WHAT YOU SHOULD DO:
Below are the records. Retype exactly the lines between the lines holding "[(26, 51), (792, 536), (1220, 551), (332, 118)]" and "Target: white cloud", inclusive.

THE DATA:
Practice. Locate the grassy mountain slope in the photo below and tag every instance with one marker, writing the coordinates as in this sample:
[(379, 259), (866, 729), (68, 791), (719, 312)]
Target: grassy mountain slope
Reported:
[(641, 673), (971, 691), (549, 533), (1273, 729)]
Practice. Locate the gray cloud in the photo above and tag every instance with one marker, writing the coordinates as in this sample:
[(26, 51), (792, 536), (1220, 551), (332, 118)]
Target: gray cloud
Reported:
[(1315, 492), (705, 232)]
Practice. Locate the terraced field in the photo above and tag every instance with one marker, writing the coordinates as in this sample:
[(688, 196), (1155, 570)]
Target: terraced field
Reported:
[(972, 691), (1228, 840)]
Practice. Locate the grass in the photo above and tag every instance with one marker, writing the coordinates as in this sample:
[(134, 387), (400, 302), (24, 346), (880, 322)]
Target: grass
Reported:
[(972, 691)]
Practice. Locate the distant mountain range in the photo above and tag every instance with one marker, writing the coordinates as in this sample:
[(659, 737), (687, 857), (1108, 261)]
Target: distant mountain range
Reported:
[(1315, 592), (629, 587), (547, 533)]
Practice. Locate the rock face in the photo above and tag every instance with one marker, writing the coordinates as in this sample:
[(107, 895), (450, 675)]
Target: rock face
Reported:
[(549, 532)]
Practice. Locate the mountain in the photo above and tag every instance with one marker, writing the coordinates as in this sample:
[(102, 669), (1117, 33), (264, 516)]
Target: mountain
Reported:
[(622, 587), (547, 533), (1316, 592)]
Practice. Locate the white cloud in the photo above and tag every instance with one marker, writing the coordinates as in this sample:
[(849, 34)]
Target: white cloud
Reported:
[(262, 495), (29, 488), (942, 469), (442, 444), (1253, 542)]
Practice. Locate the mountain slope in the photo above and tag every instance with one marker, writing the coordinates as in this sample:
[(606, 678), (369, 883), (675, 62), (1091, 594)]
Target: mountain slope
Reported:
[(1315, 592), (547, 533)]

RESULT FOR THIS EXERCISE:
[(26, 51), (792, 536), (1220, 551), (332, 118)]
Target: gray cloud
Reported:
[(1315, 492), (705, 232)]
Practice. Locate the terraced field in the photo above and tag every instance with one marker, writing the coordinates as in this sample:
[(688, 196), (1155, 570)]
Target: terraced field
Reported:
[(972, 691), (1228, 840)]
Practice. Locate the grass in the photo above and tag every instance with one marker, writing the coordinates as in this sample:
[(134, 387), (400, 302), (24, 346), (880, 322)]
Target: grass
Reported:
[(972, 691)]
Practice. Locate the distant mountain range in the photo above and tag every instance with one marker, writing the coordinates as in this sample:
[(659, 737), (687, 857), (1108, 261)]
Target: distant mountain range
Reported:
[(1315, 592), (629, 587), (547, 533)]
Practice. Locate the rock face in the photo above and tag every instance with one marker, writing the coordinates as in this sample:
[(107, 895), (450, 675)]
Target: rock face
Reported:
[(549, 532)]
Practice. Locate the mountain in the photo above and tag every instance with one marker, writing the coordinates as in this sample:
[(102, 669), (1117, 33), (264, 516)]
Target: mountain
Reported:
[(622, 587), (547, 533), (1316, 592)]
Practice. Locate the white cloud in the photo above and tag every instance with one marker, writing the coordinates as in this sample:
[(849, 34)]
Target: white cloud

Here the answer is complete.